■ EXTRACT
Belfast Rally for Life draws ‘largest ever’ crowd

The annual All-Ireland Rally for Life, which took place in Belfast this year, saw what organisers claimed was its largest ever turnout in the city. Organisers estimated that 8,000 people attended the march.

The rally heard from parents whose children had life-limiting disorders who said that better support for families, not abortion, is the answer when children are diagnosed with severe disabilities in the womb.

According to the Irish Times, Bernadette Smyth of the Precious Life group in Northern Ireland said the gathering was sending out messages to the Taoiseach Enda Kenny and the North’s justice ministerDavid Ford “that the lives of the unborn must be protected” at all stages.

Ms Smyth read a letter from the All Party Pro-Life Committee in Stormont, which supported the rally amd added that the rally was telling the Alliance leader and the North’s justice minister Mr Ford that he should not attempt to bring in legislation that would allow for abortion in cases of foetal abnormality.

■ TO DO
(a) List every person named in the Belfast rally report.
(b) Reproduce the passage of the Belfast rally report from "The rally heard" up to and including "of foetal abnormality.".

■ SOURCE MATERIAL
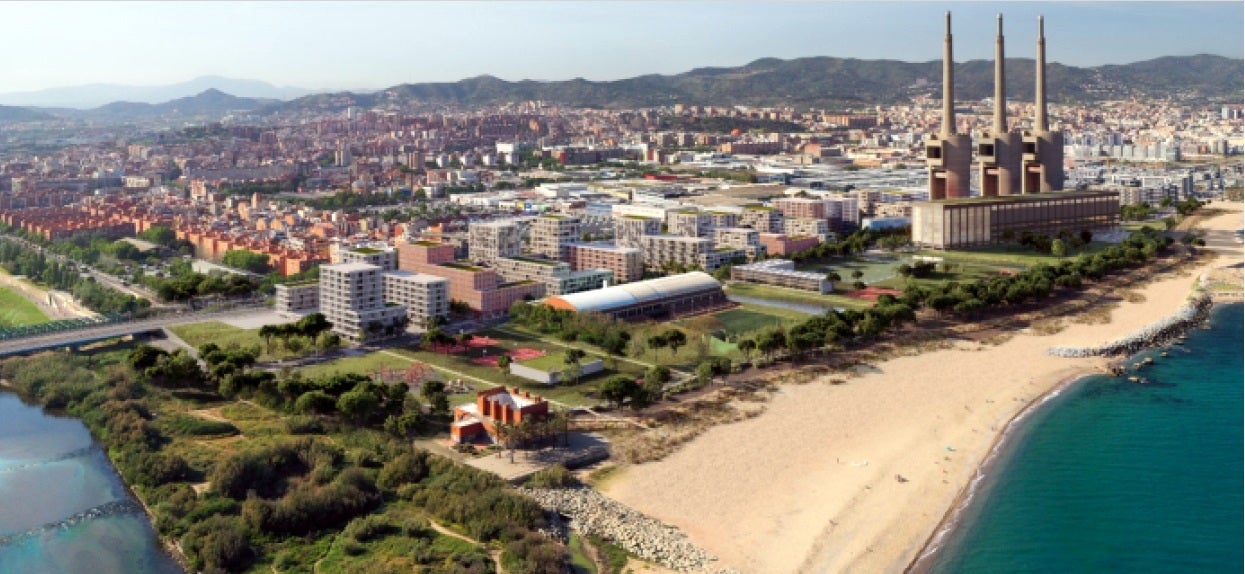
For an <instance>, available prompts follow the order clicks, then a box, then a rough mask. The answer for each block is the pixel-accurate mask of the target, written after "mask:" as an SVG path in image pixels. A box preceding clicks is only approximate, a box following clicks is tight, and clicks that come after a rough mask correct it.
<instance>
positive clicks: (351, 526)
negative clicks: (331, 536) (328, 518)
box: [342, 515, 398, 542]
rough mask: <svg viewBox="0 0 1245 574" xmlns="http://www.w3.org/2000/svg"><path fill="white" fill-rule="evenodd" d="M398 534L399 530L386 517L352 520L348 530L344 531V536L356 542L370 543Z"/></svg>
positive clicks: (357, 518)
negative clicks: (344, 534) (392, 534)
mask: <svg viewBox="0 0 1245 574" xmlns="http://www.w3.org/2000/svg"><path fill="white" fill-rule="evenodd" d="M397 532H398V528H397V527H395V525H393V524H392V523H390V522H388V519H386V518H385V517H376V515H371V517H361V518H355V519H354V520H350V524H346V529H345V530H342V533H344V534H346V535H347V537H350V538H352V539H354V540H355V542H369V540H375V539H377V538H385V537H387V535H390V534H395V533H397Z"/></svg>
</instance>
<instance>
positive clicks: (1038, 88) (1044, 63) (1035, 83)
mask: <svg viewBox="0 0 1245 574" xmlns="http://www.w3.org/2000/svg"><path fill="white" fill-rule="evenodd" d="M1045 27H1046V24H1045V19H1043V17H1042V16H1037V78H1036V80H1035V82H1033V100H1035V102H1033V106H1035V107H1036V108H1037V110H1036V112H1035V113H1036V115H1035V117H1033V131H1035V132H1046V131H1048V129H1050V126H1048V125H1047V122H1046V31H1045Z"/></svg>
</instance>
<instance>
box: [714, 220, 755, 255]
mask: <svg viewBox="0 0 1245 574" xmlns="http://www.w3.org/2000/svg"><path fill="white" fill-rule="evenodd" d="M713 247H715V248H718V249H721V248H731V249H742V250H743V254H745V256H746V258H747V259H748V260H749V261H753V260H756V259H757V258H758V256H763V255H764V254H766V247H764V245H762V244H761V232H758V230H756V229H748V228H743V227H725V228H715V229H713Z"/></svg>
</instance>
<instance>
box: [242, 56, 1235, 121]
mask: <svg viewBox="0 0 1245 574" xmlns="http://www.w3.org/2000/svg"><path fill="white" fill-rule="evenodd" d="M1006 66H1007V97H1008V98H1010V100H1013V101H1015V100H1032V97H1033V78H1035V71H1033V60H1028V59H1008V60H1007V61H1006ZM1243 66H1245V62H1243V61H1241V60H1234V59H1228V57H1221V56H1209V55H1198V56H1172V57H1160V59H1155V60H1147V61H1143V62H1135V64H1128V65H1122V66H1117V65H1112V66H1096V67H1074V66H1064V65H1061V64H1051V65H1048V66H1047V91H1048V97H1050V101H1052V102H1092V101H1102V100H1119V98H1127V97H1178V98H1199V100H1205V98H1229V100H1233V101H1240V98H1241V92H1243V90H1245V83H1243V80H1241V77H1243V75H1241V71H1243ZM941 76H942V65H941V62H940V61H929V62H900V61H894V60H855V59H840V57H804V59H797V60H778V59H762V60H757V61H754V62H751V64H747V65H745V66H738V67H703V68H696V70H692V71H688V72H684V73H679V75H674V76H661V75H647V76H637V77H632V78H626V80H616V81H603V82H594V81H588V80H584V78H574V80H568V81H554V82H538V81H532V80H523V81H518V82H509V81H505V80H499V78H497V77H493V76H478V77H473V78H468V80H462V81H458V82H446V83H402V85H398V86H393V87H390V88H386V90H381V91H378V92H372V93H352V92H339V93H317V95H311V96H304V97H300V98H295V100H291V101H289V102H283V103H278V105H274V106H273V107H270V108H264V110H261V111H263V112H269V111H278V112H279V111H299V110H325V111H331V110H340V108H345V107H346V106H359V107H371V106H376V105H380V103H386V102H395V101H397V102H420V103H457V105H463V106H473V105H486V103H498V102H505V101H524V100H544V101H548V102H557V103H561V105H568V106H583V107H601V108H611V107H646V106H661V105H671V103H676V102H684V103H697V105H708V106H733V105H743V106H794V107H809V106H812V107H828V108H834V107H842V106H850V105H855V106H859V105H867V103H894V102H900V101H905V100H909V98H910V97H911V96H914V95H918V93H935V95H936V93H939V92H940V90H941V80H942V77H941ZM955 82H956V98H957V100H961V101H964V100H981V98H985V97H990V96H991V95H992V93H994V62H992V61H989V60H972V61H967V62H961V64H957V65H956V67H955Z"/></svg>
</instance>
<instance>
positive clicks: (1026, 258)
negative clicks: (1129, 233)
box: [916, 242, 1111, 268]
mask: <svg viewBox="0 0 1245 574" xmlns="http://www.w3.org/2000/svg"><path fill="white" fill-rule="evenodd" d="M1108 247H1111V244H1109V243H1103V242H1093V243H1091V244H1089V245H1087V247H1084V248H1081V249H1077V250H1074V252H1072V250H1069V252H1068V255H1067V256H1066V258H1063V259H1069V258H1076V256H1077V255H1081V254H1082V253H1089V254H1093V253H1098V252H1101V250H1103V249H1106V248H1108ZM916 255H921V256H934V258H942V259H944V260H946V261H951V263H980V264H987V265H998V266H1002V268H1030V266H1033V265H1038V264H1042V263H1045V264H1048V265H1057V264H1058V263H1059V260H1061V258H1057V256H1055V255H1051V254H1050V253H1037V252H1035V250H1033V249H1032V248H1028V247H1023V245H991V247H981V248H972V249H956V250H946V252H939V250H934V249H926V250H921V252H916Z"/></svg>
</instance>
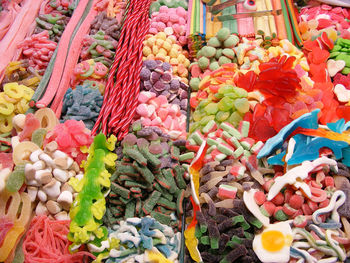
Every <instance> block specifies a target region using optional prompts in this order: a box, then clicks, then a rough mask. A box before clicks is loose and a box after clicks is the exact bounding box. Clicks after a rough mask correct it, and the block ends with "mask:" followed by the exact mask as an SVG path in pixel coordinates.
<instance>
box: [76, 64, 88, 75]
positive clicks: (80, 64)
mask: <svg viewBox="0 0 350 263" xmlns="http://www.w3.org/2000/svg"><path fill="white" fill-rule="evenodd" d="M90 68H91V65H90V64H89V62H87V61H83V62H81V63H79V64H78V65H77V66H76V67H75V69H74V74H75V75H78V76H79V75H82V74H85V73H86V72H87V71H88V70H89V69H90ZM90 75H91V74H90Z"/></svg>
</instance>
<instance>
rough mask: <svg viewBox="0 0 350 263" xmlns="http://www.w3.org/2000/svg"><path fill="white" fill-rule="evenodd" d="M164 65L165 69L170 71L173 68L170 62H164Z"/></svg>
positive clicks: (164, 67) (163, 68)
mask: <svg viewBox="0 0 350 263" xmlns="http://www.w3.org/2000/svg"><path fill="white" fill-rule="evenodd" d="M162 67H163V70H164V71H170V70H171V65H170V64H169V63H168V62H164V63H163V65H162Z"/></svg>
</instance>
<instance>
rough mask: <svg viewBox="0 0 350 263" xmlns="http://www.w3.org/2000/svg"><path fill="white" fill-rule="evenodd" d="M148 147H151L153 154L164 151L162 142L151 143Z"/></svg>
mask: <svg viewBox="0 0 350 263" xmlns="http://www.w3.org/2000/svg"><path fill="white" fill-rule="evenodd" d="M148 149H149V152H150V153H152V154H161V153H162V146H161V144H160V143H151V144H150V146H149V148H148Z"/></svg>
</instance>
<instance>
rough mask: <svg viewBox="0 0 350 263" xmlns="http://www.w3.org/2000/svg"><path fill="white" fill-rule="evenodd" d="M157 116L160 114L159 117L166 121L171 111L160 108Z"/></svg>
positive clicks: (163, 120) (162, 120)
mask: <svg viewBox="0 0 350 263" xmlns="http://www.w3.org/2000/svg"><path fill="white" fill-rule="evenodd" d="M157 114H158V117H160V118H161V120H162V121H165V119H166V117H167V116H168V114H169V111H168V110H167V109H166V108H159V109H158V112H157Z"/></svg>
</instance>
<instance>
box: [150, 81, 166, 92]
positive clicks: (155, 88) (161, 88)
mask: <svg viewBox="0 0 350 263" xmlns="http://www.w3.org/2000/svg"><path fill="white" fill-rule="evenodd" d="M153 88H154V89H155V90H156V91H158V92H162V91H163V90H165V84H164V82H163V81H161V80H158V81H157V82H156V83H155V84H154V85H153Z"/></svg>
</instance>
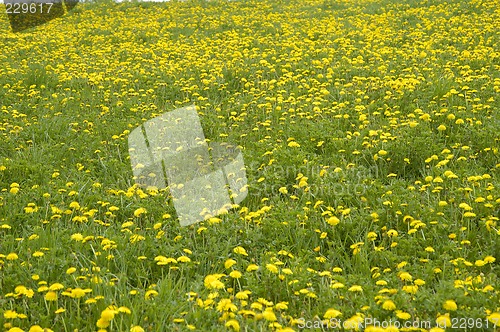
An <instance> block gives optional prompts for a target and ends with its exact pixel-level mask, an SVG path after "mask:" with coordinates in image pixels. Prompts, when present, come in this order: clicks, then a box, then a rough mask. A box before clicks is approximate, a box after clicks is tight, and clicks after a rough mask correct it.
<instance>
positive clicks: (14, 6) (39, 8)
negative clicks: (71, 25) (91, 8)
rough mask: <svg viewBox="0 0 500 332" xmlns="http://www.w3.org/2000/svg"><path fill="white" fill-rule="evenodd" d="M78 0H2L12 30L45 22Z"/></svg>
mask: <svg viewBox="0 0 500 332" xmlns="http://www.w3.org/2000/svg"><path fill="white" fill-rule="evenodd" d="M78 1H79V0H64V1H63V0H4V3H5V13H6V14H7V16H8V17H9V22H10V26H11V28H12V31H13V32H20V31H23V30H26V29H29V28H33V27H36V26H39V25H42V24H44V23H47V22H49V21H51V20H53V19H55V18H58V17H61V16H63V15H64V14H65V13H67V12H69V11H70V10H72V9H73V8H74V7H75V6H76V5H77V3H78Z"/></svg>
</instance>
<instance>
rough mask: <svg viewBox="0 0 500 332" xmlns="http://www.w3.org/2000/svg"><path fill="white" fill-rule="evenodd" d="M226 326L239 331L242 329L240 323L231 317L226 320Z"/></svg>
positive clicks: (235, 319) (234, 329) (231, 328)
mask: <svg viewBox="0 0 500 332" xmlns="http://www.w3.org/2000/svg"><path fill="white" fill-rule="evenodd" d="M226 327H227V328H228V329H231V330H233V331H236V332H238V331H239V330H240V323H238V321H237V320H236V319H230V320H228V321H227V322H226Z"/></svg>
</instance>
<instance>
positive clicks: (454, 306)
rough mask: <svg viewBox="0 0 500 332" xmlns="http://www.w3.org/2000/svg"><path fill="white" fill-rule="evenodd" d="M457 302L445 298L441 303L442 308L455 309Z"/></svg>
mask: <svg viewBox="0 0 500 332" xmlns="http://www.w3.org/2000/svg"><path fill="white" fill-rule="evenodd" d="M457 308H458V307H457V303H456V302H455V301H453V300H447V301H446V302H445V303H444V304H443V309H444V310H448V311H455V310H457Z"/></svg>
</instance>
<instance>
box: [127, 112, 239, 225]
mask: <svg viewBox="0 0 500 332" xmlns="http://www.w3.org/2000/svg"><path fill="white" fill-rule="evenodd" d="M128 146H129V154H130V162H131V164H132V170H133V173H134V178H135V181H136V183H137V184H138V185H140V186H142V187H146V188H147V187H153V188H158V189H161V188H166V187H167V186H168V188H169V190H170V194H171V195H172V198H173V204H174V207H175V210H176V212H177V215H178V217H179V222H180V224H181V226H188V225H191V224H194V223H196V222H199V221H202V220H206V219H209V218H211V217H215V216H217V215H219V214H223V213H227V212H228V211H229V210H230V209H231V208H232V206H233V204H238V203H240V202H241V201H243V199H245V197H246V196H247V178H246V171H245V165H244V162H243V155H242V153H241V151H240V149H239V148H238V147H236V146H234V145H231V144H227V143H211V144H210V145H209V144H208V143H207V141H206V140H205V136H204V134H203V128H202V127H201V123H200V119H199V117H198V113H197V112H196V108H195V107H194V106H188V107H184V108H180V109H176V110H174V111H172V112H167V113H164V114H162V115H160V116H158V117H156V118H153V119H151V120H149V121H147V122H145V123H144V124H143V125H141V126H139V127H138V128H136V129H134V130H133V131H132V132H131V133H130V134H129V137H128Z"/></svg>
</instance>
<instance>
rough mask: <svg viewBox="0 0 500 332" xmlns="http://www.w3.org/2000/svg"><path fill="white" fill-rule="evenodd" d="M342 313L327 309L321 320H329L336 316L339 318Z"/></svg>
mask: <svg viewBox="0 0 500 332" xmlns="http://www.w3.org/2000/svg"><path fill="white" fill-rule="evenodd" d="M341 315H342V313H341V312H340V311H338V310H335V309H333V308H330V309H328V310H327V311H326V312H325V314H324V315H323V318H325V319H331V318H337V317H338V316H341Z"/></svg>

■ SOLUTION SET
(a)
Bernadette Smyth
Enda Kenny
David Ford

(b)
The rally heard from parents whose children had life-limiting disorders who said that better support for families, not abortion, is the answer when children are diagnosed with severe disabilities in the womb.

According to the Irish Times, Bernadette Smyth of the Precious Life group in Northern Ireland said the gathering was sending out messages to the Taoiseach Enda Kenny and the North’s justice ministerDavid Ford “that the lives of the unborn must be protected” at all stages.

Ms Smyth read a letter from the All Party Pro-Life Committee in Stormont, which supported the rally amd added that the rally was telling the Alliance leader and the North’s justice minister Mr Ford that he should not attempt to bring in legislation that would allow for abortion in cases of foetal abnormality.